__Text passage__
Your hosts for the evening

Yates and Alexxis do not just insist on the authenticity of contacting the spirit world but also the value of their work. Often, Alexxis said, participants in his seances are looking to make contact with specific lovers or relatives.

“We don’t do the kind of seance where bodies physically manifest,” Alexxis said. “If you want the seance where you can ask Aunt Agnes where she hid the money, I don’t do that. It’s just usually not a good idea.”

What he does offer is something he calls a “gentle seance,” which provides a chance to connect with loved ones who have died. He said the experiences reinforce very personal bonds between the living and the dead, often providing advice or insight for the participants.

“You don’t become omniscient just because you had a heart attack,” Alexxis said. “But you do get a different viewpoint.”

He also offers home performances that range from serious contacts with the deceased to pure entertainment.

At 53, Alexxis sports a graying beard and wire-rimmed glasses and often sports a suit and fedora. His day job is as a ghostwriter, no pun intended. Yates, 27, never wears a tie and works at Radio Shack.

More importantly, the two host events together because of their interdependent otherworldly skills. Alexxis boasts no particular psychic aptitude other than the skill to draw out the abilities and insights of audience members. During a performance, he acts as a storyteller, providing the audience with the history of communing with the dead and separating fact from superstition. Yates sits in a high-backed chair on stage, flooded in light in the otherwise dark dining room. He claims to be the medium through which spirits speak and act.

Yates and Alexxis said things have been stranger than Parceguela’s outburst Friday night.

“We’ve seen things move before,” Alexxis said. “That’s why we try to clear off the tables prior to each performance.”

As for the concern that disrupting the peace of the dead may be dangerous or, at the very least, impolite, Yates said, “In my mind, we’re not doing anything wrong. We’re just helping to free up the lines of communication.”

Ghostly encounters

Biggers and the other employees of the Lincoln Hotel are not the only ones to have an encounter. Many guests of the Nov. 17 seance had their own stories to share. Debbie Kraybill, a Champaign resident and University employee, recounted memories of her childhood ghost encounter as “a diffuse light, with only a few clear details, like buttons down the front of what it wore.”

Her husband, Dan Kraybill, expressed skepticism. Yates claimed to be quick to detect Kraybill’s disbelief in part of a demonstration to the audience. After lining up five participants and receiving their wedding rings in envelopes and mixed up, he was able to easily identify the ring belonging to Kraybill, saying that the skepticism was a strong indicator.

“Wedding rings have so much natural energy within them,” Yates told the audience, then matching each of the rings to their respective owners with his eyes closed.

While the Kraybills were split over whether spiritual contact was likely, guests at another table agreed that encounters with ghosts were entirely possible.

“Definitely,” said Sherri Rauch, a Champaign resident, nodding her head. “I’ve experienced a ghost.”

Rauch said she was unsure about the authenticity of Yates’ contact with his spirit guide, a 19th century priest named Father Louis DuMont, but was impressed with the night’s performance.

“Jace is very good,” she said of his entertainment.

Still, the antics of Luis Parceguela and his living contacts were not enough to convince Dan Kraybill. Following the ceremony, his disbelief remained unshaken, though he still had compliments for Alexxis and Yates.

“It was a good bit of theater,” he said.

__Given data__
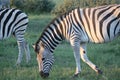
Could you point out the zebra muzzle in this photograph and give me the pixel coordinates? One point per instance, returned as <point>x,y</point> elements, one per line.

__Goal of the exercise__
Repeat the part of the seance article starting with "Your hosts for" and going on through "lovers or relatives.", changing "spirit world" to "afterlife".

__Task result__
Your hosts for the evening

Yates and Alexxis do not just insist on the authenticity of contacting the afterlife but also the value of their work. Often, Alexxis said, participants in his seances are looking to make contact with specific lovers or relatives.